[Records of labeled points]
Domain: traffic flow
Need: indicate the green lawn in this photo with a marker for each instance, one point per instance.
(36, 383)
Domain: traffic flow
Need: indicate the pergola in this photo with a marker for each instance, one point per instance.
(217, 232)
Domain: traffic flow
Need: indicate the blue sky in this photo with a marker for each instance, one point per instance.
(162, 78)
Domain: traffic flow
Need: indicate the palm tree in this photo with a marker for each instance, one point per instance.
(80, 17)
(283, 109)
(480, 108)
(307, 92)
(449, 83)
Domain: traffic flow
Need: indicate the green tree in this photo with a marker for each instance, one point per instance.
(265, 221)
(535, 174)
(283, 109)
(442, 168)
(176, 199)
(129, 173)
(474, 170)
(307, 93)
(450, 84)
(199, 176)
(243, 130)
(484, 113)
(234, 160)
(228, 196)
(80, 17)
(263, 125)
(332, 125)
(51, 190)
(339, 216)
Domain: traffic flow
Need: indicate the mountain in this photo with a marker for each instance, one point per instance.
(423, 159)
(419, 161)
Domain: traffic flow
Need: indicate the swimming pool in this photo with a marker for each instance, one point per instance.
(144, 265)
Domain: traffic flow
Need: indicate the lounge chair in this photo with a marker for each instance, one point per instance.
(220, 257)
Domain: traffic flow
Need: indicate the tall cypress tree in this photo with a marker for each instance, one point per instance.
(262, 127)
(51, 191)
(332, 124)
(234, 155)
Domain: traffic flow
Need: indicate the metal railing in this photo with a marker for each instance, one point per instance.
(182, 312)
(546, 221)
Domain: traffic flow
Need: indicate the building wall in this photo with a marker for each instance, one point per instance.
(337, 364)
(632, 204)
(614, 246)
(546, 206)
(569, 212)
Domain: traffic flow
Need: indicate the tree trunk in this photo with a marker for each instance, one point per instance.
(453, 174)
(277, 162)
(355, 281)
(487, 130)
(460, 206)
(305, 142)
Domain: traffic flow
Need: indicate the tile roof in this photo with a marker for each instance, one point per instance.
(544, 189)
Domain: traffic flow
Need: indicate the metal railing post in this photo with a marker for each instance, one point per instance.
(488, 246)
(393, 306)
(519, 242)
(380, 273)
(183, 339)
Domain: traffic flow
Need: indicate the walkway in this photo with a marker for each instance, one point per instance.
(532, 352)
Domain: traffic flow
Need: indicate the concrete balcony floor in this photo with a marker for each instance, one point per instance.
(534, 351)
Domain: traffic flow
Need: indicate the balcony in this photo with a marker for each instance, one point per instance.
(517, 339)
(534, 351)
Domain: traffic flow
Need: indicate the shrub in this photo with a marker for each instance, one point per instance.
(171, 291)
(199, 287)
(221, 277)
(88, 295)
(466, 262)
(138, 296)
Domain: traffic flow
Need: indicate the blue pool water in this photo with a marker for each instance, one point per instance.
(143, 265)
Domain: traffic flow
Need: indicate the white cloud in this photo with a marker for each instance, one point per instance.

> [Problem] Write out each line of the data above again, exactly as given.

> [Full solution]
Domain: traffic flow
Need: indicate the green lawn in this photo with a marker for each instance, one point per instance.
(36, 383)
Domain: traffic flow
Need: indicate the pergola in this photo with a marker for each instance, one point per instance.
(217, 232)
Domain: traffic flow
Need: indicate the blue sky in this photo with a marker for each instance, one point per instance.
(162, 78)
Domain: traffic flow
Need: indicate the palm tree in this photo with a marker for each instance, one point per instance.
(80, 17)
(283, 109)
(480, 108)
(307, 92)
(449, 83)
Domain: traffic flow
Need: indicate the green tree in this photo with a marker for each instance, one point per instance.
(265, 221)
(535, 174)
(283, 109)
(442, 168)
(176, 199)
(129, 173)
(474, 170)
(307, 93)
(450, 84)
(199, 176)
(243, 130)
(484, 113)
(234, 160)
(228, 196)
(80, 17)
(263, 125)
(332, 125)
(51, 190)
(339, 216)
Domain: traffic flow
Need: indicate the mountain in this photo with a marker for each instance, one point per instance.
(423, 159)
(419, 161)
Domain: traffic flow
Need: indicate the swimming pool in this photo with a marker for each instance, one point per instance.
(144, 265)
Domain: traffic flow
Need: indicate the lounge chair in this photo with a marker for each instance, one point per instance.
(220, 257)
Domain: traffic flow
Need: indicate the tall cypress tree in this photo with a marker for each instance, one point per instance.
(262, 127)
(51, 191)
(332, 124)
(234, 155)
Domain: traffic flow
Need: indicate the metal railing in this photo with a marker for each instance, one point per instance.
(182, 312)
(546, 221)
Domain: traffic flow
Need: indicate the building wall in this photo with a marker for each instance, one point per instance.
(337, 364)
(632, 204)
(614, 246)
(546, 206)
(569, 212)
Domain: traffic flow
Need: indicate the tree trunk in this photo with a marker for each instance, one point per instance.
(453, 174)
(277, 162)
(355, 281)
(487, 130)
(460, 206)
(305, 142)
Domain: traffic flow
Need: indicate the tile roof in this photo with a marker for each instance, one point per instance.
(544, 189)
Domain: traffic flow
Need: indicate the metal railing post in this photo with a marker for each instance, one point per instance.
(488, 246)
(393, 306)
(519, 242)
(380, 273)
(183, 339)
Domain: traffic flow
Need: indicate the walkway in this photo with a marker for each instance, one point per instance.
(532, 352)
Domain: traffic flow
Need: indicate the concrete balcony floor in this photo with a marker for each instance, one point per instance.
(534, 351)
Domain: traffic flow
Need: indicate the balcony in this photo with a marker for each instance, one point per instance.
(517, 339)
(534, 351)
Domain: traffic flow
Need: indicate the shrub in this photo with a marker for each instance, one point per instance.
(171, 291)
(199, 287)
(221, 277)
(88, 295)
(466, 262)
(138, 296)
Domain: traffic flow
Need: indicate the blue pool water in this photo with a marker for each instance, one point per instance.
(143, 265)
Domain: traffic flow
Need: indicate the white cloud in this photo with a marker for each instance, one point per instance.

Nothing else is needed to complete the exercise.